Exercise instructions.
What you return must match the listing below exactly, minus any pictures.

Supplied records.
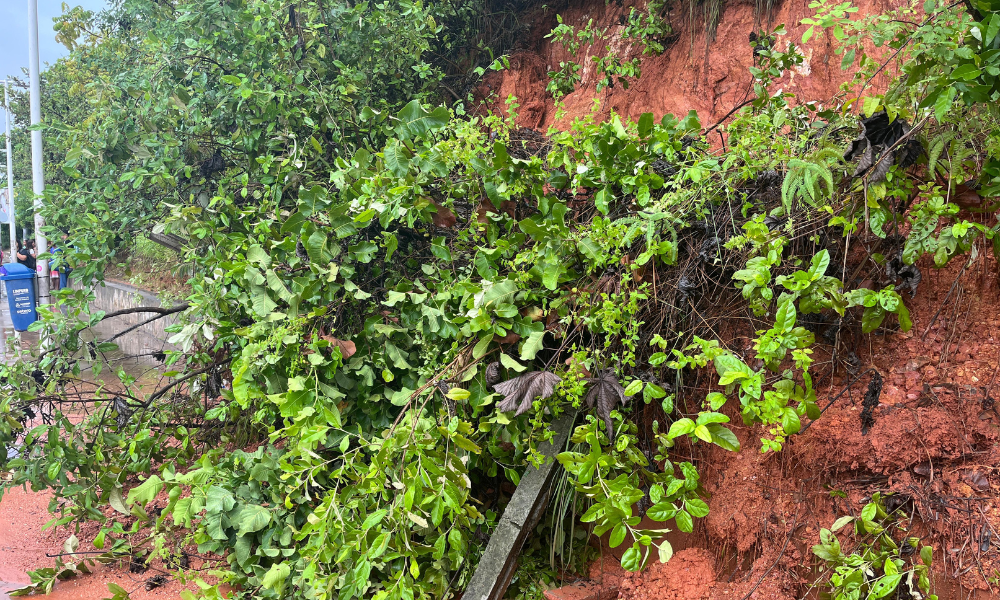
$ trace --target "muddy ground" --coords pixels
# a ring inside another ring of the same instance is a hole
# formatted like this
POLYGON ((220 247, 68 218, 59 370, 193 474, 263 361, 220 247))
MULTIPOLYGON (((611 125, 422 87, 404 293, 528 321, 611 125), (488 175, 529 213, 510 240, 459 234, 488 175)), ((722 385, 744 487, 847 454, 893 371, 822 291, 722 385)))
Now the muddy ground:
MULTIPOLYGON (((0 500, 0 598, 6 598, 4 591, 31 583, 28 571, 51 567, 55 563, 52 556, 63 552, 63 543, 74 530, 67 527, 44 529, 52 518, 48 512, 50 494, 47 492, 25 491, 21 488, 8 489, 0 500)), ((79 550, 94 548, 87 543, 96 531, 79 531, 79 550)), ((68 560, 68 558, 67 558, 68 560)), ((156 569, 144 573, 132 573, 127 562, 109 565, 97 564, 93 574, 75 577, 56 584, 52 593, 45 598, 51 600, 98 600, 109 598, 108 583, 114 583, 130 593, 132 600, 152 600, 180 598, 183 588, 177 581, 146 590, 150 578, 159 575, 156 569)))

Answer area.
$ trace --target "muddy ground" --coords pixels
# a ring inside another ring of the same instance is a hole
# formatted like this
POLYGON ((220 247, 68 218, 59 370, 193 474, 263 361, 220 247))
MULTIPOLYGON (((611 125, 422 87, 404 293, 528 321, 611 125), (488 175, 529 213, 510 240, 459 234, 488 175)), ((722 385, 744 487, 847 454, 893 371, 822 291, 722 385)))
Now the muddy ground:
MULTIPOLYGON (((0 500, 0 598, 6 598, 4 591, 31 583, 28 571, 51 567, 55 563, 52 556, 63 552, 63 543, 74 530, 67 527, 44 529, 52 518, 48 512, 50 494, 47 492, 25 491, 21 488, 8 489, 0 500)), ((79 550, 94 548, 87 543, 96 531, 79 531, 79 550)), ((68 560, 68 558, 67 558, 68 560)), ((156 569, 144 573, 132 573, 127 562, 109 565, 97 564, 93 574, 75 577, 56 584, 52 593, 45 598, 51 600, 98 600, 109 598, 108 583, 114 583, 130 593, 132 600, 152 600, 180 598, 183 588, 177 581, 146 590, 150 578, 159 575, 156 569)))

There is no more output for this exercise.